Yeah, you read the title right.
There are a lot of trends I’ve noticed since moving to Sweden, man buns, sneakers with dresses, inflatable bike helmets, however the most notable trend is armpit hair on the ”gentler sex.” I had asked some of my native Swedish friends if this was a big thing here, the reply was that it is part of the feminist movement. Those of you who don’t know, feminism is heavily present in Sweden. It shows, according to the 2013 Gender Gap Report, Sweden holds 4th place. Only being beaten by its close Nordic siblings (Iceland, Finland, Norway).
Now, now, there has been a lot of commotion about feminism, equally negative and positive, but I still identify myself as a feminist. No, I’m not a man hater, I’m happily co-habitating with a man (what an un-arousing term for an otherwise enticing arrangement.) I don’t align my thoughts that to raise the status of females is to oppress males, an eye for an eye, is not in my personal moral guidebook. Drawing away from that, I did not really understand how this whole ”hairy pits” stance had anything to do with the important issues of gender equality: equal pay, awareness of rape culture, breaking down expectations of stereotypical male and female roles. My stance on that by the way is, female bread winner? Great. Stay at home dad? You go man. Vice versa is superb as well.
But, I like to think that I am a reasonable human being, so I used the old ”don’t knock it, till you try it” mantra and decided to try this whole new body image thing out. It was surprisingly easy, because let me in you on a little secret, females can grow body hair. In ”welcomed” and ”unwelcome” places, depending on the individual. Which leads to how I participated in this little ”experiment,” I basically let my body do what it naturally does, grow hair.
Thus began my journey, some of you may be wondering why does having armpit hair have anything to do with feminist movement in any way? While I am no expert, I have a vagina, so I’ve encountered certain expectations on beauty that society places on women. At a young age, around 11 or 12 when puberty hit me, I was taught by my mother how to shave. Sitting with my legs in a half filled tub, my mother bestowed feminine wisdom upon me. Never shave above the knee, the way she put it made it sound catastrophic, and I should shave my armpit hair against the grain. Now I am a woman. A proper lady.

## Given information
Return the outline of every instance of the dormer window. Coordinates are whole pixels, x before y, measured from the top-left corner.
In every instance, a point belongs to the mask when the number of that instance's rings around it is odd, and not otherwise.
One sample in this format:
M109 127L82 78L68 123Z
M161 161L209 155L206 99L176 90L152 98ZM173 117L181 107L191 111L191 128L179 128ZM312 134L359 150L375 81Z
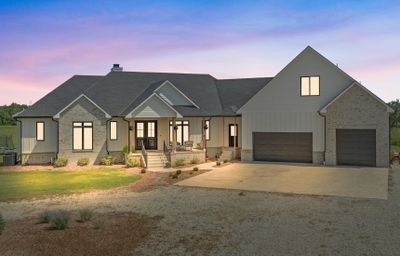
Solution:
M302 76L300 78L301 96L319 96L319 76Z

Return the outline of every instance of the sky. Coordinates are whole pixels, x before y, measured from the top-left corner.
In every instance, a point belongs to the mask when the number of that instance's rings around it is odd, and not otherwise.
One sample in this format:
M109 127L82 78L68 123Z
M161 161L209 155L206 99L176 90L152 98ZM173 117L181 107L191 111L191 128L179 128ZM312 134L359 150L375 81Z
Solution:
M400 1L0 0L0 105L75 74L275 76L312 46L385 101L400 98Z

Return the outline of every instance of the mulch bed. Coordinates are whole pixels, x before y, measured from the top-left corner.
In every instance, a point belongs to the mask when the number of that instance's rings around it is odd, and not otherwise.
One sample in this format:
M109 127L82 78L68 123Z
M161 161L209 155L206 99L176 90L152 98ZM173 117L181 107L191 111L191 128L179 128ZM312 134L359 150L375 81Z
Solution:
M10 221L0 235L0 254L132 255L161 219L135 213L103 214L85 223L71 219L65 230L51 230L35 218Z

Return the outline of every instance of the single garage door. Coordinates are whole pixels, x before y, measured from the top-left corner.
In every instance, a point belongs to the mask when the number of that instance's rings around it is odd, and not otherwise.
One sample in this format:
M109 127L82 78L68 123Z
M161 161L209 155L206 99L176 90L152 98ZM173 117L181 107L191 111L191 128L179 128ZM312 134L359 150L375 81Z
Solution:
M312 163L311 132L254 132L255 161Z
M337 129L336 160L338 165L376 166L376 131Z

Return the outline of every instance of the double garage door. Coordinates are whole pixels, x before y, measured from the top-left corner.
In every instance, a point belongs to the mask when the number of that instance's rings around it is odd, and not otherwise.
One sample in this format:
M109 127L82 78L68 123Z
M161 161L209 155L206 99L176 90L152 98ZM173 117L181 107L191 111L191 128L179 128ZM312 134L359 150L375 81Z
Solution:
M255 161L312 163L311 132L254 132Z
M312 133L254 132L255 161L312 163ZM376 131L337 129L338 165L376 166Z

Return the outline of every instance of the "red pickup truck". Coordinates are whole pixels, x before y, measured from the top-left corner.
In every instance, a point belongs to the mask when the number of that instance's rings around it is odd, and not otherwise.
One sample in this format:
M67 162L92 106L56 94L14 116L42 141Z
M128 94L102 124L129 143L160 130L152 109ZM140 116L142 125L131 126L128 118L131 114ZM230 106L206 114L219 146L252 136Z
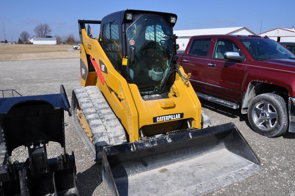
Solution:
M198 97L248 113L268 137L295 132L295 55L267 37L191 38L178 63Z

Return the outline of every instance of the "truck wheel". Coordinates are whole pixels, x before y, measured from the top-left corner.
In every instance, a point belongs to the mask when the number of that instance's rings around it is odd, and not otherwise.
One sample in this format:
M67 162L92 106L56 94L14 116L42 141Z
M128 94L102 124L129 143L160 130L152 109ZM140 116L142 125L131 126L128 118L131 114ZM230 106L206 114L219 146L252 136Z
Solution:
M286 106L284 99L275 94L264 93L255 97L248 110L248 117L252 128L269 137L283 134L288 128Z

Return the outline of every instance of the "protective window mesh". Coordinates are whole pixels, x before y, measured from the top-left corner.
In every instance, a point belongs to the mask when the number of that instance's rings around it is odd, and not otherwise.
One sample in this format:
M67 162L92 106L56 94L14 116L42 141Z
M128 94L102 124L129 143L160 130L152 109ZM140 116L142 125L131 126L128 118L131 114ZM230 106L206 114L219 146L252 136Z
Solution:
M163 32L162 26L160 25L157 24L148 26L145 29L145 39L153 41L157 43L155 45L157 50L156 58L162 57L162 54L163 51L163 48L161 46L164 43L163 41L165 42L165 39L164 37L166 35ZM165 62L164 63L163 68L166 69L168 67L169 63L167 61Z
M119 26L116 21L104 24L101 46L114 68L121 73L121 59L119 48Z

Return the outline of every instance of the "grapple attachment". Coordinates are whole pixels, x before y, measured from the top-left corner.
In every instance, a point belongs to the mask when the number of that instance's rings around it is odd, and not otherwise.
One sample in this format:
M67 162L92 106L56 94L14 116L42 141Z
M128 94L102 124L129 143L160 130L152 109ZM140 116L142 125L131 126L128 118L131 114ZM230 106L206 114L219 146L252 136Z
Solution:
M63 86L60 93L0 98L0 195L78 195L73 152L65 152L64 110L71 115ZM63 153L48 159L46 145L59 143ZM29 157L11 163L24 146Z
M113 195L198 195L263 170L232 123L105 147Z

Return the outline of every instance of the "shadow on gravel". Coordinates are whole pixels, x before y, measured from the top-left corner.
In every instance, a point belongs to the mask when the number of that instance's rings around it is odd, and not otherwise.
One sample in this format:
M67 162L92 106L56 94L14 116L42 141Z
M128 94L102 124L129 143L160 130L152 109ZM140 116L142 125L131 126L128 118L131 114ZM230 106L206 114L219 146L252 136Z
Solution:
M96 187L102 182L101 168L101 164L94 164L85 171L77 174L80 195L92 195Z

## Task brief
Translate into Spanish this sentence from the post about armpit hair in Sweden: "At a young age, around 11 or 12 when puberty hit me, I was taught by my mother how to shave."

## Finished answer
A una edad temprana, alrededor de los 11 o 12 años, cuando me llegó la pubertad, mi madre me enseñó a afeitarme.